• Page extract:
10 things you should know about Cisco UCS
Two years ago the HP Vice President for Enterprise Servers Storage and Networking, Randy Seidl, said the following:
“A year from now the difference will be (Cisco) UCS (Unified Compute System) is dead and we have had phenomenal market share growth in the networking space.“
Man, he must feel pretty stupid right now. In Q2 of 2012 Cisco realized a 22% market share in the blade server market in North America and a 15% market share worldwide. How’s that for being dead, mister Seidl?
I have sold Cisco UCS solutions for about 18 months now and Cisco has definitely made a good impression in the server market. But there are still a lot of people (customers, (former) colleagues, VMware enthusiasts) who have vaguely heard of Cisco UCS but don’t see the distinct differences with blade server solutions like those from HP, IBM, Dell or Fujitsu.
So I decided to sum up
10 things you should know about Cisco UCS
- First of all, Cisco UCS is based on industry standards and default x86 hardware architecture. This makes it fully compatible with other systems. The UCS system is compatible with any existing infrastructure and can be integrated into existing management and monitoring applications.
- The most distinctive feature of Cisco UCS, which diverges the most from other vendor’s solutions, is the I/O consolidation. Cisco UCS reduces infrastructure components and costs by providing advanced I/O consolidation. The Cisco UCS system is designed to converge separate I/O networks onto a single Ethernet infrastructure. This consolidation is not limited to FCoE deployments, it extends these benefits to NFS, iSCSI and any other protocol utilizing Ethernet for Layer 2 communication. You can connect up to 20 blade server chassis to a single fabric interconnect.
A small example: 20 chassis with 8 blade servers per chassis equals 160 blade servers, connected to the storage and network using four 10Gbps uplinks for network and four 8Gbps uplinks for storage. With two redundant fabric interconnects this is 80Gbps bandwidth for LAN and 64Gbps for storage on 16 uplinks. This means you need eight 10Gbps ports on your core switch and eight 8Gbps FC ports on your storage network for 160 servers. Imagine how much you can save on cabling!
- Current UCS hardware can provide a maximum of 160Gbps of converged I/O to each chassis of 4 to 8 blades. This is done through two redundant 8 port 10Gbps Fabric Extenders in an active/active configuration. The uplinks to the chassis contain both network and storage traffic. According to the required bandwidth you can choose to connect 1, 2, 4 or 8 uplinks per fabric extender to the fabric interconnect. Can you fill 160 Gbps with 8 servers?
- Many people only think of blade servers when mentioning Cisco UCS, but Cisco UCS is not just about blades. The management and I/O infrastructure is designed to manage the entire server infrastructure including Cisco C-series rackmount servers, like the C210. Even with Cisco B-series blade servers, we still need rack-mount servers for example to attach a back-up device or add graphics offload cards for heavy VDI desktops. UCS’s ability to manage both rack-mount and blade servers under one single platform is a key differentiator with major ROI benefits. Can you manage your blades and rack servers from one console?
- Virtual Interface Card (VIC) or Converged Network Adapters (CNA) are used to create network connectivity on the (blade) server side. Cisco UCS has a unique capability of detecting network failures and fail traffic paths in hardware on the card. This allows network administrators to design and configure network failover end-to-end, ensuring consistent policies and bandwidth utilization. In addition, this unique feature provides faster failover and higher redundancy than other systems. Fabric Failover is a unique capability found only in Cisco UCS that allows a server adapter to have a highly available connection to two redundant network switches without any NIC teaming drivers or any NIC failover configuration required in the OS, hypervisor, or virtual machine.

• Work to complete:
a – In the Cisco UCS article, how many blade server chassis can be connected to a single fabric interconnect?
b – Decide whether each statement agrees with the Cisco UCS article. Answer yes or no for each, and quote the words of the article that decide it.
(i) In Q2 of 2012, Cisco held a 15% share of the blade server market worldwide.
(ii) The I/O consolidation in Cisco UCS applies only to FCoE deployments.
(iii) Fabric Failover needs NIC teaming drivers in the OS.
c – Reproduce the passage of the Cisco UCS article between "- Many people" and "from one console?", inclusive.

• Dataset content:
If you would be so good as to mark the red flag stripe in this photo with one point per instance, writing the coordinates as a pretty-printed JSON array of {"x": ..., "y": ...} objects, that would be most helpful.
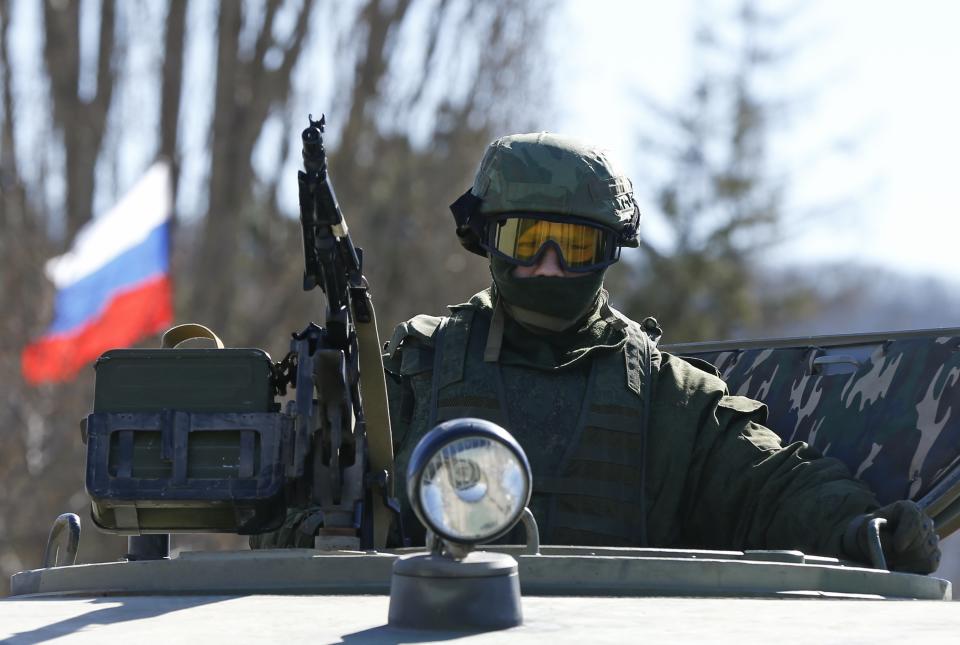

• The replies:
a – Up to 20 chassis.

b –
(i) Yes: "a 15% market share worldwide"
(ii) No: "This consolidation is not limited to FCoE deployments"
(iii) No: "without any NIC teaming drivers or any NIC failover configuration required in the OS, hypervisor, or virtual machine"

c –
- Many people only think of blade servers when mentioning Cisco UCS, but Cisco UCS is not just about blades. The management and I/O infrastructure is designed to manage the entire server infrastructure including Cisco C-series rackmount servers, like the C210. Even with Cisco B-series blade servers, we still need rack-mount servers for example to attach a back-up device or add graphics offload cards for heavy VDI desktops. UCS’s ability to manage both rack-mount and blade servers under one single platform is a key differentiator with major ROI benefits. Can you manage your blades and rack servers from one console?